- Challenge 1
Repeat the passage of the court opinion starting at "For the reasons" and ending at "involving hurricane-force winds.".
- Challenge 2
In the court opinion, what do the plaintiffs give as the cause of their physical and emotional injuries?

- Document text

>> Begin

JONATHAN GOODMAN, Magistrate Judge.
Defendant NCL Bahamas Ltd., a cruise ship operator doing business as Norwegian Cruise Line, moves to dismiss a consolidated amended complaint filed by a group of more than 175 plaintiffs who were on the Norwegian Breakaway in December 2017 when it encountered what Plaintiffs describe as "a massive weather event (Bomb Cyclone)," but what Norwegian classifies as "a winter weather system." [ECF Nos. 18, p. 9; 19, p. 1]. Plaintiffs alleged physical and emotional injuries as a result of being "subjected to hours of terror as the gigantic cruise ship was battered by hurricane force winds and more than 30 foot waves." [ECF No. 18, p. 9]. Norwegian views the damages sought as "allege[d] psychological injuries in the form of emotional distress. . . ." [ECF No. 19, p. 1].
For the reasons outlined below, the Undersigned
The amended complaint alleges that Norwegian knowingly and intentionally decided to sail the Breakaway, carrying more than 4,000 passengers, directly into the path of a massive bomb cyclone. It contends that weather forecasters from both the United States government and the private sector were, on January 2, 2018, predicting a storm of historic proportions involving hurricane-force winds.
The amended complaint alleges that Norwegian did not inform its passengers of the severity of the storm. It says that it was not until the day after the ship left Great Stirrup Cay in the Bahamas, when "large waves were rocking the cruise ship, causing passengers and crewmembers to become seasick," that Norwegian finally gave a warning. [ECF No. 18, p. 12]. But, even then, the passengers were told only that the ship was in rough seas, and they had no idea they were being subjected to a historic winter weather event with hurricane-force winds.

>> End

- Data excerpts
>> Begin

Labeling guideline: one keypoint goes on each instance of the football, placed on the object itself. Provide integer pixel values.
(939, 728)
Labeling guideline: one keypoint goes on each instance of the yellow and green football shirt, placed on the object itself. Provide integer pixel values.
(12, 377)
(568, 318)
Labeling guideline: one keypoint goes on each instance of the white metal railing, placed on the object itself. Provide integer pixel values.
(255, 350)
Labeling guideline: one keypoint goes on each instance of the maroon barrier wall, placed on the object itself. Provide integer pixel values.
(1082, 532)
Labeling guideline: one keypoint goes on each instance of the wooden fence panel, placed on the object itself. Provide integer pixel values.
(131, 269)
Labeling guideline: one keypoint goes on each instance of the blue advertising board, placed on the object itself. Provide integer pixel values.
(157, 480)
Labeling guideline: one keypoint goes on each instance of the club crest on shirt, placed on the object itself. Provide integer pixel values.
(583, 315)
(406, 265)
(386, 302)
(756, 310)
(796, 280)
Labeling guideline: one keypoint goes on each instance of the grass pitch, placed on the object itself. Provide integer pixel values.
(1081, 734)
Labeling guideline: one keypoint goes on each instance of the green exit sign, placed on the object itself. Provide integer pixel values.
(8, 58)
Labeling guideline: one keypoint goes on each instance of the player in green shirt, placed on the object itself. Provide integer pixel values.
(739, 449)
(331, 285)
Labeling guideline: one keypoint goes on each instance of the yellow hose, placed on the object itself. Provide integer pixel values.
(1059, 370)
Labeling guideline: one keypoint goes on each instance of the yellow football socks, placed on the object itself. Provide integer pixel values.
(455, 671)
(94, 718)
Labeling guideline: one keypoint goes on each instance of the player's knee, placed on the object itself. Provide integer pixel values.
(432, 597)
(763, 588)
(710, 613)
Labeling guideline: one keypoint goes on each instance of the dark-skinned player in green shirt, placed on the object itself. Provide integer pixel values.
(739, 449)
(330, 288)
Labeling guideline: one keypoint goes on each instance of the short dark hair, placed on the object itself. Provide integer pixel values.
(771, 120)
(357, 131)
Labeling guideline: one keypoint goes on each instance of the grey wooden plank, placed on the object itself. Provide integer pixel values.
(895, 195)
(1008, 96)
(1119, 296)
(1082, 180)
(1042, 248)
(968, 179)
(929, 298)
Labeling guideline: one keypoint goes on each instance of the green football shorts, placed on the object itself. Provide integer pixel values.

>> End

- Problem solution 1
For the reasons outlined below, the Undersigned
The amended complaint alleges that Norwegian knowingly and intentionally decided to sail the Breakaway, carrying more than 4,000 passengers, directly into the path of a massive bomb cyclone. It contends that weather forecasters from both the United States government and the private sector were, on January 2, 2018, predicting a storm of historic proportions involving hurricane-force winds.

- Problem solution 2
The plaintiffs say their injuries came from being subjected to hours of terror as the cruise ship was battered by hurricane force winds and waves of more than 30 feet.